> **SUPPLIED RECORDS**:
==============================

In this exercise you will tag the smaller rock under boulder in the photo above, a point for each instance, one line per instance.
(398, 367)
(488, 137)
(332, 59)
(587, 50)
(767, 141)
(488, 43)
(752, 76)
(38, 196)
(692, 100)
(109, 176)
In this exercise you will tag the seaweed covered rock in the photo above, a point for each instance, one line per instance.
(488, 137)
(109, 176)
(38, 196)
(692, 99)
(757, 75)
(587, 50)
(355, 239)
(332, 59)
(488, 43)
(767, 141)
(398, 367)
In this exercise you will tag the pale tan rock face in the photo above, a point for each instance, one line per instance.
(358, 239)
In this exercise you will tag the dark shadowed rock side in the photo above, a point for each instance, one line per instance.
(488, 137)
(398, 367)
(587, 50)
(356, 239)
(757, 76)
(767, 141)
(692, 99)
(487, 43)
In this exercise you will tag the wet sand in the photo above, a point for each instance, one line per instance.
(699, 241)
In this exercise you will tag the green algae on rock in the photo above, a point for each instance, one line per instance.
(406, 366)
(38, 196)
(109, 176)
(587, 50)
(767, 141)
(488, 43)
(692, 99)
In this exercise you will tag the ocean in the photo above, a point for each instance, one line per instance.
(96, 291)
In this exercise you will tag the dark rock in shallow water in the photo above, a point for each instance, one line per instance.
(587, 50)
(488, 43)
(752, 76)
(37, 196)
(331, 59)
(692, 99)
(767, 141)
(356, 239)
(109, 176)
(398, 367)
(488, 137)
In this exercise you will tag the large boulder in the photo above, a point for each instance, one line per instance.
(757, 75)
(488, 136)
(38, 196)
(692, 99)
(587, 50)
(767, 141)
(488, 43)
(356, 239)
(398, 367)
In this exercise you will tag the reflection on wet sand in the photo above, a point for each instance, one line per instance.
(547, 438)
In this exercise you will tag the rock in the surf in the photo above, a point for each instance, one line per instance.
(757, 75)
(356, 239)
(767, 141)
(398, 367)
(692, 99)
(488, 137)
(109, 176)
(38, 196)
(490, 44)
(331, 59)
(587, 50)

==============================

> **EXERCISE DETAILS**:
Reproduce the complete set of lines precisely as supplied.

> **SOLUTION TO THIS EXERCISE**:
In this exercise you will tag the smaller rock under boulder in the photo above, a point for each instance, one line per instance.
(398, 367)
(488, 137)
(332, 59)
(587, 50)
(767, 141)
(488, 43)
(752, 76)
(38, 196)
(692, 100)
(109, 176)
In this exercise you will tag the seaweed covered rock in the photo above, a point for each instance, one line per instance.
(488, 137)
(109, 176)
(38, 196)
(692, 99)
(757, 75)
(587, 50)
(355, 239)
(332, 59)
(488, 43)
(767, 141)
(398, 367)
In this exercise you will tag the pale tan rock face in the photo above, a point for each instance, one line per instance.
(358, 239)
In this exercise you will tag the dark shadowed rock side in the photo above, a point for each instance, one line per instance.
(488, 137)
(398, 367)
(587, 50)
(356, 239)
(757, 76)
(767, 141)
(692, 99)
(487, 43)
In this exercise you will tag the wet sand in the photo above, a point for each instance, one line per instance.
(699, 241)
In this exercise you will tag the green algae on rock in the photo above, a point for each instance, one line per instance.
(406, 366)
(38, 196)
(109, 176)
(587, 50)
(767, 141)
(488, 43)
(692, 99)
In this exercise you will tag the ocean in the photo above, a point for each instance, one line per instance.
(96, 291)
In this exercise you will tag the dark rock in shallow water in the photo above, a point for each instance, one line per instance.
(587, 50)
(488, 43)
(752, 76)
(37, 196)
(331, 59)
(692, 99)
(767, 141)
(356, 239)
(109, 176)
(398, 367)
(488, 137)
In this exercise you will tag the large boulder in the photo above, a point for each instance, one line per instance.
(757, 75)
(488, 136)
(38, 196)
(692, 99)
(587, 50)
(767, 141)
(488, 43)
(356, 239)
(398, 367)
In this exercise you will tag the reflection on wet sand in the photo above, a point for each instance, one line per instance.
(547, 438)
In this exercise you will tag the rock in the surf in the photo above, a point for each instance, one line per instance.
(757, 75)
(356, 239)
(767, 141)
(398, 367)
(692, 99)
(488, 137)
(109, 176)
(38, 196)
(490, 44)
(331, 59)
(587, 50)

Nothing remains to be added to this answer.